[What is required]
After reading each line of the entries, give the number of lines that contain "riverbank" and nothing else.

[Material for this task]
>>

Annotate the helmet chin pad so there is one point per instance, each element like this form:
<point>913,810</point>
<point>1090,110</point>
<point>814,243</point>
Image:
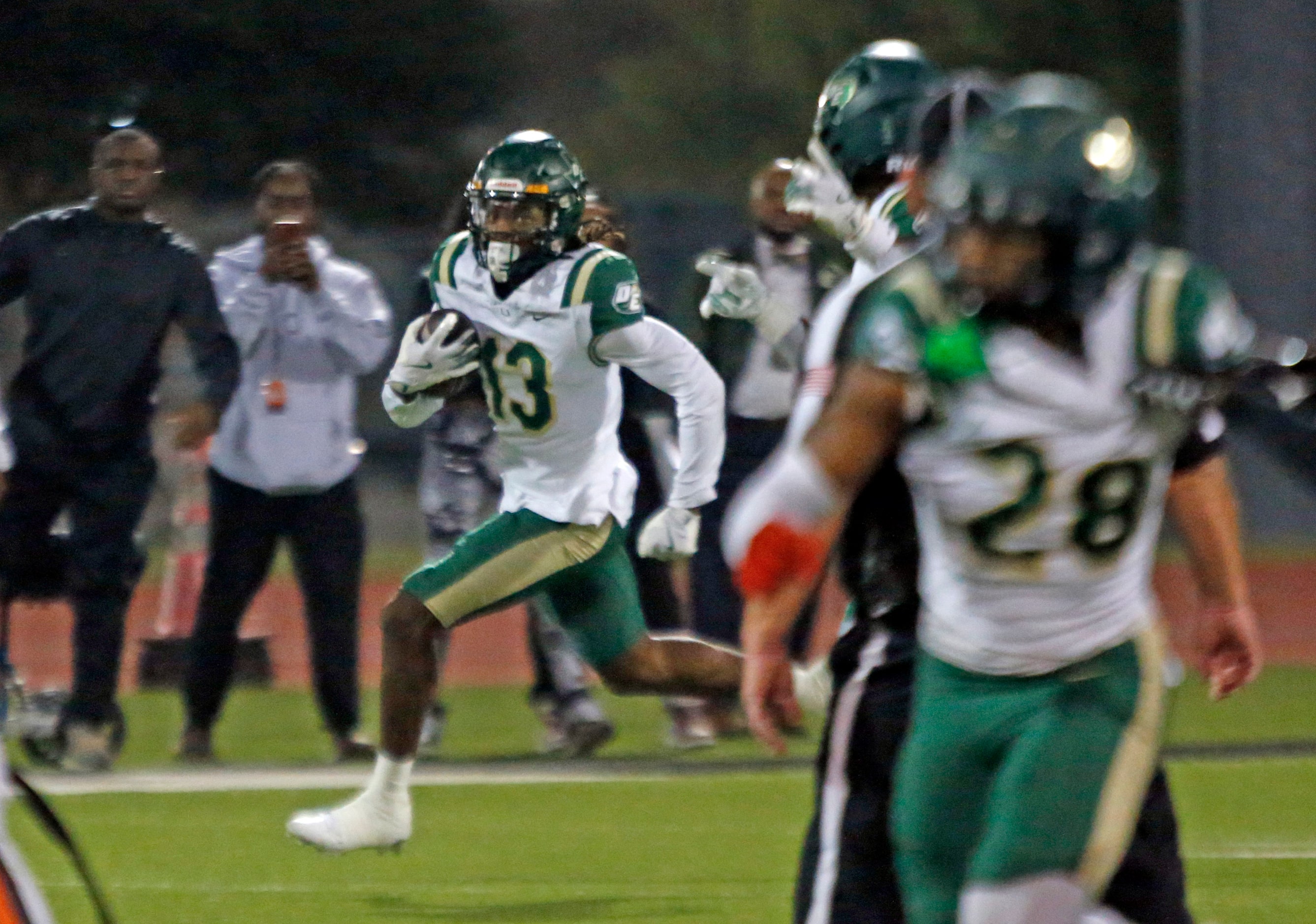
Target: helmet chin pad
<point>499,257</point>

<<
>>

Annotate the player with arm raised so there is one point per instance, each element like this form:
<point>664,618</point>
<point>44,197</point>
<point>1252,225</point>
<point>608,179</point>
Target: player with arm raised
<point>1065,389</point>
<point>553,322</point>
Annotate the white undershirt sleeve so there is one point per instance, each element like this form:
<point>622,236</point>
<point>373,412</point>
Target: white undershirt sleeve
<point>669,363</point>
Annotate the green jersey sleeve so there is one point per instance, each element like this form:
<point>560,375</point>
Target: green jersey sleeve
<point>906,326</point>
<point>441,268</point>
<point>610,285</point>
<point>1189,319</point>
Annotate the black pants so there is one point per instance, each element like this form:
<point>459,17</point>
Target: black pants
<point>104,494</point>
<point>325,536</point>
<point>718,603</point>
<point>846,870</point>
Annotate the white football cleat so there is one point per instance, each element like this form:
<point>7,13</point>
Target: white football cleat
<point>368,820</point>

<<
>>

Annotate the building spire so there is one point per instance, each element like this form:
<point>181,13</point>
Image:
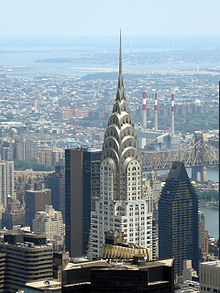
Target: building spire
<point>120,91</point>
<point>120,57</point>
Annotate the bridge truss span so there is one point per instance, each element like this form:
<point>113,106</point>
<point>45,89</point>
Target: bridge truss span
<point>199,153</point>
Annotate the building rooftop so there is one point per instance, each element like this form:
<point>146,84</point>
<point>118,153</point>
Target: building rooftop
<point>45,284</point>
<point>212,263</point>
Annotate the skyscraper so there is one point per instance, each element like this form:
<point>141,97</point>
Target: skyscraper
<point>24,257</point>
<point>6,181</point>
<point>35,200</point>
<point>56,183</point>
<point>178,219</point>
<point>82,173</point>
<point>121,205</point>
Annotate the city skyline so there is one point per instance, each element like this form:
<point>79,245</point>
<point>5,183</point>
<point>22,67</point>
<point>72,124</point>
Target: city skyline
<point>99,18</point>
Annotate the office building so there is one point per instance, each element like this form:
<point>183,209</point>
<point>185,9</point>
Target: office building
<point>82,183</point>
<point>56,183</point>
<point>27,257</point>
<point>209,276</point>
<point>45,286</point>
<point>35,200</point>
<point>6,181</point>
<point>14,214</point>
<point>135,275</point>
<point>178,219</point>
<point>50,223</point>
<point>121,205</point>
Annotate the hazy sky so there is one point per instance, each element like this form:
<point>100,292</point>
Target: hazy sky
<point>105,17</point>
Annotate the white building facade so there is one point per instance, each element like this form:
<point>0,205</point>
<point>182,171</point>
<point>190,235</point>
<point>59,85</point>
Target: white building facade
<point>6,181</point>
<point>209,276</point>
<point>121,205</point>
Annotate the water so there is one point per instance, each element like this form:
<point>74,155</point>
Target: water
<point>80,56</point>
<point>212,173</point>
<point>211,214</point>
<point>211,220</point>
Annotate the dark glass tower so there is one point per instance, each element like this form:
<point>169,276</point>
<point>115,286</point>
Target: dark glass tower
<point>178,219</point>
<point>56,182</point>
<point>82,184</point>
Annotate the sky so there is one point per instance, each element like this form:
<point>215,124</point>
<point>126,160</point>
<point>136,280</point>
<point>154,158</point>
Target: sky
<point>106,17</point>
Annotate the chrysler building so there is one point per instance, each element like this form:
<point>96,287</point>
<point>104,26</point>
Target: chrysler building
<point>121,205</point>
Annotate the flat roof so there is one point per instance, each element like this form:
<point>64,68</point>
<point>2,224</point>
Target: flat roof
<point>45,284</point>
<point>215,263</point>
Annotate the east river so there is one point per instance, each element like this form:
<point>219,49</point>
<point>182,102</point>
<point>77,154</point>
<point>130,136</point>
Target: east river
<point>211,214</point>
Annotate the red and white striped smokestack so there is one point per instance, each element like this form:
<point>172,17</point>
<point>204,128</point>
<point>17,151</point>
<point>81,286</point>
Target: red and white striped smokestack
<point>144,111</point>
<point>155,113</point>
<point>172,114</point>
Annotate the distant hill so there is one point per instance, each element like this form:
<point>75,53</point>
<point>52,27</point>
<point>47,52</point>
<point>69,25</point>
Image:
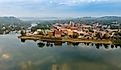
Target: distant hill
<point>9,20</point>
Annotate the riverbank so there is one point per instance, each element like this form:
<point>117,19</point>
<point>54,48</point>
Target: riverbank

<<

[Answer area]
2